— RAW RECORDS —
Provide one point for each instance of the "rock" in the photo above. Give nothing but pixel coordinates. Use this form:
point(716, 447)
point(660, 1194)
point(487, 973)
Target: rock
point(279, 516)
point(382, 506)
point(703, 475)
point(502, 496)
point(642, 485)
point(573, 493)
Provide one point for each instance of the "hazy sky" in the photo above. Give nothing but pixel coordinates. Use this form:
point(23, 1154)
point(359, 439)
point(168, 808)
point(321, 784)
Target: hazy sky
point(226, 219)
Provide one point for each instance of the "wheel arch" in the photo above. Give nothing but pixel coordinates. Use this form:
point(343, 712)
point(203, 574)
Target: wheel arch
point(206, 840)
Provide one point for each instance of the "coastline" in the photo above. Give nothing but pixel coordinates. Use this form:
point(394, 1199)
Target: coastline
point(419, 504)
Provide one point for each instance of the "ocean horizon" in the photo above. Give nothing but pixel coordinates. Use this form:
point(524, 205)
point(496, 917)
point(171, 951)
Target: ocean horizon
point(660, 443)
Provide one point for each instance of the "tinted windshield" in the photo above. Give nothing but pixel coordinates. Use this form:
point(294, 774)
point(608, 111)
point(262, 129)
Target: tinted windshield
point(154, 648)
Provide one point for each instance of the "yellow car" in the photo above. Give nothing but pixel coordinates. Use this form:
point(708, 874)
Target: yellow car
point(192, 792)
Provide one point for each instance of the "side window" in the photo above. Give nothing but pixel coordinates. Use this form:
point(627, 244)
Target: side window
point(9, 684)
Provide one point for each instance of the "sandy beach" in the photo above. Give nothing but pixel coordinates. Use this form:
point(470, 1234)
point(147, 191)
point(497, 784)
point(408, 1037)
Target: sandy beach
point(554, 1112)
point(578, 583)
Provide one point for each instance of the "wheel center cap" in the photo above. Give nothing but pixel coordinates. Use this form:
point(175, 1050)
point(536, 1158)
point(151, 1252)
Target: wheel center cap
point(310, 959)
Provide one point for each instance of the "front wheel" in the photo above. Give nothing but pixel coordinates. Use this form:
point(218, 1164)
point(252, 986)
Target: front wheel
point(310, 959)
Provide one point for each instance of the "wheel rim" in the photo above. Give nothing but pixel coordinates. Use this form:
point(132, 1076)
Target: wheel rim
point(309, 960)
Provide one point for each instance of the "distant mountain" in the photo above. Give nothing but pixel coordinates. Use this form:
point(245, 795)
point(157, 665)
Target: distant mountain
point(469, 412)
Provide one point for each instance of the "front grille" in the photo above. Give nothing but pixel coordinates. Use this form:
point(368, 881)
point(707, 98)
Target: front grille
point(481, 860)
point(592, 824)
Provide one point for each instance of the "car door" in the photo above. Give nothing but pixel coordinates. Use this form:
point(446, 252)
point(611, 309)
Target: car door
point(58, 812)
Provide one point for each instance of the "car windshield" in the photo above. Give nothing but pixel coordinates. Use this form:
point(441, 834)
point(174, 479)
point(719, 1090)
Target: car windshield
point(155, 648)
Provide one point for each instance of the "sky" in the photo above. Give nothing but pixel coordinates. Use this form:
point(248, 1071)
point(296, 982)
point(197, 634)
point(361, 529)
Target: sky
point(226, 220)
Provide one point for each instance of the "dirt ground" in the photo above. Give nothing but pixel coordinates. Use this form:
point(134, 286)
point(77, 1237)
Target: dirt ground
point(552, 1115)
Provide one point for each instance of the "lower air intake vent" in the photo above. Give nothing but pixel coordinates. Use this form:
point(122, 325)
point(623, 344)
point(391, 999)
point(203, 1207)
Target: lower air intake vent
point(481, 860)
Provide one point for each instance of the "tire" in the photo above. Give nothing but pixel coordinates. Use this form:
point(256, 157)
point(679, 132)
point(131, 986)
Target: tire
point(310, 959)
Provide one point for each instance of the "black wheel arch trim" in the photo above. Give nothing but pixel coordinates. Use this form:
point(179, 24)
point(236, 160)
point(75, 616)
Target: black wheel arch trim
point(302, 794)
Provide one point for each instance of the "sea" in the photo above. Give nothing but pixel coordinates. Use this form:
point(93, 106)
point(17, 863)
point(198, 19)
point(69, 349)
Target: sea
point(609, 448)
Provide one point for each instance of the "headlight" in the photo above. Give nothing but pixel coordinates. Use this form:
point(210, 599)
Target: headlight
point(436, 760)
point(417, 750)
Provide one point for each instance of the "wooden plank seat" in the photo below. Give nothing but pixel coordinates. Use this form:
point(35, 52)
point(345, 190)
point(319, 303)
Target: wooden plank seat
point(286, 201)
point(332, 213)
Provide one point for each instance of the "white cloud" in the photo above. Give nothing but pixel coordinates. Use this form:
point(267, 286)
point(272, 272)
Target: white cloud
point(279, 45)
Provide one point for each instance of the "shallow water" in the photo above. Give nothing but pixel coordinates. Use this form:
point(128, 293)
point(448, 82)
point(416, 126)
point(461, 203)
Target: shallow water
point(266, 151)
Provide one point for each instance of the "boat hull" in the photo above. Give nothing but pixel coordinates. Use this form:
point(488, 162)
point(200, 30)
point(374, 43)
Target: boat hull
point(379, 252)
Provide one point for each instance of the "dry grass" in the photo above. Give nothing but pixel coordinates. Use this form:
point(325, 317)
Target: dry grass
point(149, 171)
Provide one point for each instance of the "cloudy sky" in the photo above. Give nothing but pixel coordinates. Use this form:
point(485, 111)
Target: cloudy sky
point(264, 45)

— SET TASK —
Reproduce every line of the records above as a numbered list, skipping any blank lines.

— RESPONSE —
1. Provide one point for each instance of the "rock" in the photo above. Give nothing but pixel coordinates. Use this form:
2. point(716, 447)
3. point(660, 1194)
4. point(487, 973)
5. Target: rock
6. point(279, 516)
7. point(382, 506)
8. point(703, 475)
9. point(502, 496)
10. point(642, 485)
11. point(573, 493)
12. Provide one point for each instance of the "hazy sky" in the photo above. Give nothing but pixel coordinates. Use this form:
13. point(23, 1154)
14. point(359, 439)
15. point(168, 808)
16. point(321, 784)
17. Target: hazy sky
18. point(226, 219)
19. Provide one point for each instance of the "wheel arch" in the photo above. Give nothing but pixel coordinates. Use this form:
20. point(343, 712)
21. point(203, 574)
22. Target: wheel arch
23. point(206, 840)
24. Provide one point for each instance of the "coastline" in the photo above. Give nothing but pixel coordinates. Use this form:
25. point(394, 1199)
26. Target: coastline
27. point(419, 504)
28. Provide one point for each instance of the "ocean horizon" in the photo above. Give nothing but pixel coordinates. Use this form:
29. point(524, 205)
30. point(496, 917)
31. point(171, 951)
32. Target: ocean horizon
33. point(660, 443)
34. Provide one point for each instance of the "tinted windshield" in the photo above. Give nothing but pixel coordinates. Use this form:
35. point(294, 774)
36. point(608, 111)
37. point(262, 129)
38. Target: tinted windshield
39. point(154, 648)
40. Provide one point for each instance of the "yellow car" in the photo above. Give nothing but pixel coordinates. Use this form:
41. point(708, 874)
42. Target: yellow car
43. point(192, 792)
44. Provide one point for each instance of the "side window" in the photo above. Give nothing but pixel coordinates. Use this form:
45. point(627, 244)
46. Target: side window
47. point(9, 684)
48. Provide one point for each instance of the "sandy beach" in the photo above. Give nothing but pixel coordinates. Use this form:
49. point(470, 1234)
50. point(147, 191)
51. point(497, 784)
52. point(408, 1037)
53. Target: sandy beach
54. point(554, 1112)
55. point(578, 583)
56. Provide one point for each instance of the "wheel center cap" in the photo above. Give nothing but pixel coordinates. Use this form:
57. point(175, 1050)
58. point(536, 1158)
59. point(151, 1252)
60. Target: wheel center cap
61. point(310, 959)
62. Provide one point for each instance of the "front wheel" in the photo above. Give nothing but pixel coordinates. Use this form:
63. point(218, 1164)
64. point(252, 986)
65. Target: front wheel
66. point(310, 959)
67. Provide one point for each instance of the "wheel rim" in the photo above. Give nothing but pixel coordinates. Use this form:
68. point(132, 1076)
69. Target: wheel rim
70. point(309, 960)
71. Provide one point for each instance of the "distant mountain" in the photo above. Give nothing but pixel coordinates. Use this form:
72. point(245, 795)
73. point(157, 665)
74. Target: distant mountain
75. point(469, 412)
76. Provide one point for each instance of the "front grille" in the photo above. Give nothing but pixel coordinates. Use this form:
77. point(368, 881)
78. point(707, 98)
79. Target: front grille
80. point(481, 860)
81. point(592, 824)
82. Provide one point for each instance of the "car door" in the photo above. Give nothing but pixel coordinates. Use this form:
83. point(446, 252)
84. point(611, 309)
85. Target: car door
86. point(58, 812)
87. Provide one point for each instance of the "car windshield" in the photo above. Give nothing but pixel coordinates. Use this form:
88. point(441, 834)
89. point(174, 479)
90. point(719, 1090)
91. Target: car windshield
92. point(155, 648)
93. Provide one point for each instance of the "sky" in the photo above. Give nothing but pixel coordinates. Use this form:
94. point(248, 1071)
95. point(296, 982)
96. point(197, 634)
97. point(361, 529)
98. Target: sky
99. point(226, 220)
100. Provide one point for each instance of the "dirt ground" in the photo above. Give nothing but pixel coordinates. Use this form:
101. point(134, 286)
102. point(77, 1237)
103. Target: dirt ground
104. point(552, 1115)
105. Provide one point for each instance of the "lower air intake vent" in the photo above. Give nothing but pixel coordinates. Use this form:
106. point(122, 325)
107. point(623, 344)
108. point(391, 999)
109. point(203, 1207)
110. Target: lower air intake vent
111. point(481, 860)
112. Provide one point for each instance of the "tire" in the photo above. Give nothing but pixel coordinates. Use this form:
113. point(256, 157)
114. point(679, 132)
115. point(131, 986)
116. Target: tire
117. point(310, 959)
118. Provide one point for each instance of the "black wheel arch trim" in the photo above. Give nothing but pixel coordinates. Use this form:
119. point(179, 24)
120. point(236, 160)
121. point(75, 616)
122. Target: black wheel arch trim
123. point(302, 794)
124. Provide one point for each instance of the "sea" in the photo above. Give nothing but pixel coordinates. Use this form:
125. point(93, 106)
126. point(17, 863)
127. point(198, 19)
128. point(69, 349)
129. Target: sea
130. point(609, 448)
131. Provide one point for each instance of the "headlight" in the photo above. Give nothing but pixel coordinates. Use this form:
132. point(210, 599)
133. Target: headlight
134. point(436, 760)
135. point(417, 750)
136. Provide one point for each instance of the "wooden plank seat" in the photo below. Give nothing but pixel coordinates. Use this form:
137. point(35, 52)
138. point(345, 190)
139. point(319, 303)
140. Target: wooden plank seat
141. point(286, 201)
142. point(332, 213)
143. Provide one point for each instance of the "white cloud" in the photo above. Give nothing but pixel coordinates. Use this form:
144. point(267, 286)
145. point(272, 272)
146. Target: white cloud
147. point(279, 45)
148. Provide one point for each instance of the "shallow water" in the photo above. Give nothing but pixel coordinates. Use this form:
149. point(128, 293)
150. point(448, 82)
151. point(416, 126)
152. point(461, 203)
153. Target: shallow water
154. point(266, 151)
155. Provide one point for each instance of the "boat hull" in the photo above. Give nothing but pixel coordinates. Use this form:
156. point(488, 162)
157. point(200, 30)
158. point(374, 43)
159. Target: boat hull
160. point(379, 252)
161. Provide one point for each instance of the "dry grass" in the photo above. Give nothing but pixel coordinates. Use this form:
162. point(325, 317)
163. Target: dry grass
164. point(149, 171)
165. Provide one point for each instance of the "cloudy sky" in the photo above. Give nothing but pixel coordinates. Use this form:
166. point(485, 111)
167. Target: cloudy sky
168. point(264, 45)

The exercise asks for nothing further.